# WRITTEN INSTRUCTION
Update the lines below so that "pixel coordinates" becomes "x and y coordinates" everywhere and nothing else changes. Leave the pictures out of your answer.

# SUPPLIED DATA
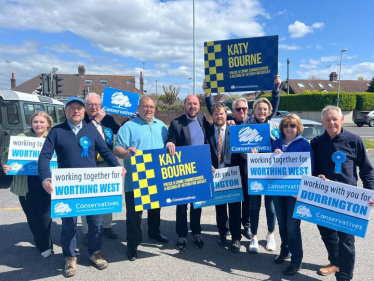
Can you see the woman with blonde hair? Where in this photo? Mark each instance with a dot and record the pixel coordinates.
(35, 201)
(290, 140)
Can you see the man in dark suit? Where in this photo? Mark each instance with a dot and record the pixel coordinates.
(218, 138)
(188, 129)
(101, 120)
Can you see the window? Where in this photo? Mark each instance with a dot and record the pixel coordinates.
(12, 113)
(52, 112)
(29, 109)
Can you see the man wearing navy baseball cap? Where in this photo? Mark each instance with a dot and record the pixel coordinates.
(68, 140)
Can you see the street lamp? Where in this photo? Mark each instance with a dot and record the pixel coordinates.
(340, 74)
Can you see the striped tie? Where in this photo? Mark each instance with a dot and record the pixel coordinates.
(219, 148)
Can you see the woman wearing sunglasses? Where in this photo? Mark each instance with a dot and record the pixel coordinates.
(290, 140)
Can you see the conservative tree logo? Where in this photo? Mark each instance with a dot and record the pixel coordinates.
(121, 100)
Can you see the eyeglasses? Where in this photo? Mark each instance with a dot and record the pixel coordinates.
(93, 104)
(238, 109)
(292, 126)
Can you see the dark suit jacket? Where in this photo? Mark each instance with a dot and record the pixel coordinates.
(229, 158)
(179, 133)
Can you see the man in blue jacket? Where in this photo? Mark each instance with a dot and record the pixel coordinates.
(64, 140)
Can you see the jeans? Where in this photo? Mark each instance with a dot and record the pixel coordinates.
(340, 247)
(289, 229)
(255, 212)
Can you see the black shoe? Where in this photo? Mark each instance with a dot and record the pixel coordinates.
(132, 253)
(108, 232)
(247, 233)
(85, 240)
(160, 238)
(199, 243)
(235, 246)
(281, 258)
(222, 240)
(181, 243)
(291, 270)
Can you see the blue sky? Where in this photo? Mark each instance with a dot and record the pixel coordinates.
(116, 37)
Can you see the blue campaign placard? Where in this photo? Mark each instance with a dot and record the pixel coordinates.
(245, 64)
(244, 138)
(162, 180)
(227, 187)
(334, 205)
(120, 102)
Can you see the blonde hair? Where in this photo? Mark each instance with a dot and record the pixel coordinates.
(292, 118)
(46, 116)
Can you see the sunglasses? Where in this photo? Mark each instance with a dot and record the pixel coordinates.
(238, 109)
(292, 126)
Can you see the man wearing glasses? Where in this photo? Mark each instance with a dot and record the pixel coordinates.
(240, 110)
(101, 120)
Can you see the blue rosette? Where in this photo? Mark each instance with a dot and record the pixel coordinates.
(338, 158)
(85, 143)
(275, 132)
(109, 135)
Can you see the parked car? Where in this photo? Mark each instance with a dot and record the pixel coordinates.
(365, 117)
(311, 128)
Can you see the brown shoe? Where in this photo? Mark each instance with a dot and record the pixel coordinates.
(328, 269)
(98, 261)
(70, 268)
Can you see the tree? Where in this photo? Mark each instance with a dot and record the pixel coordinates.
(171, 94)
(371, 86)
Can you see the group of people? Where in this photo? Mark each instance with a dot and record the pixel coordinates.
(144, 131)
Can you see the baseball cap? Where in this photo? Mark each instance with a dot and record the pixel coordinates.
(76, 99)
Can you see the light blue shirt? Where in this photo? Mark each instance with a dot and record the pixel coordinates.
(141, 135)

# PROBLEM SOLUTION
Can you see the woman with blonde hair? Where in this photo? Mark each instance with a dot and record the x and y coordinates.
(35, 201)
(290, 140)
Can you see the man in dark suit? Where in this photo? Mark each instance with a dot and record the x and y coordinates.
(218, 138)
(188, 129)
(101, 120)
Can you see the window? Where in this photo? Mark each instance with a dot and record the x and y coordinates.
(12, 113)
(52, 112)
(29, 109)
Can you see the man wearing navy baseball cap? Where in this photo? Mark each instance with a dot and record the x and y coordinates.
(68, 140)
Can you see the street lamp? Where in this photo? Mark each instance with a dot and record the x and y coordinates.
(340, 74)
Can you see the striped tie? Where in this photo? Mark each instance with a dot and record the x and y coordinates.
(219, 148)
Can you see the woman wearing sunglasses? Where in this photo? Mark each instance with a dot and record the x and y coordinates.
(290, 140)
Can you see the conservative tree logo? Where in this photo? Mark each instance with a dot and record the x and y coordinates.
(121, 100)
Can you see the eyeglasses? Where in this photo? Mark each instance with a dot and record the x and y coordinates.
(93, 104)
(238, 109)
(292, 126)
Can you see the dark suit jacket? Where in this photo? Mark each instance with a dot and record the x and y coordinates.
(229, 158)
(179, 133)
Can you see the man in blue jacket? Where in this photo? Mark each instance with a dot and record the x and y coordinates.
(64, 140)
Can you see the jeans? Where in this photo? Mark each instance with a dot and record the x and y coordinates.
(340, 247)
(289, 229)
(255, 212)
Can you see the black shoe? Where in this photo? Mark each instance with a dot and record the x and y coordinates.
(132, 253)
(108, 232)
(247, 233)
(85, 240)
(160, 238)
(199, 243)
(235, 246)
(281, 258)
(222, 240)
(181, 243)
(291, 270)
Can you see the blue sky? Where in this photo? Mark each instance with a dot and record the x and y coordinates.
(116, 37)
Can you see the blue campaign placard? Where in this photo? Mark each instance with a dot and record the x and y coordinates.
(245, 64)
(244, 138)
(162, 180)
(227, 187)
(334, 205)
(120, 102)
Can you see the blonde hair? Where in this photo? Mark each instance with a dot and record the x and y coordinates.
(292, 118)
(46, 116)
Can you see the sunglasses? Where in this photo? Mark each instance with a dot and record the x and y coordinates.
(238, 109)
(292, 126)
Can you see the man wearing glasses? Where in this photo? Mark each instance with a dot and record the x and y coordinates.
(240, 110)
(101, 120)
Can you see the blue rosette? Where in this photo? Mark each instance with a dot and record the x and y coordinates.
(338, 158)
(85, 143)
(275, 132)
(109, 135)
Can you see the parked car? Where in this photo? Mark each instance with a dot and record the x and y coordinates.
(365, 117)
(311, 128)
Can you see the brown shoe? Where in this photo? Mark each instance with a dot and record the x and y coordinates.
(328, 269)
(98, 261)
(70, 268)
Can you see the tree? Where in this photo? Mark each instance with a dot and record the x and y coordinates.
(171, 94)
(371, 86)
Can you see the group of people? Where in this photo? Mark each instance with a dot and record the x and y coordinates.
(144, 131)
Can you see the baseball cap? Where in this photo? Mark each instance with a dot and record the x and y coordinates.
(76, 99)
Can you see the light blue shirt? Where in this photo? Mark each instance with a dot and record the x and y coordinates.
(141, 135)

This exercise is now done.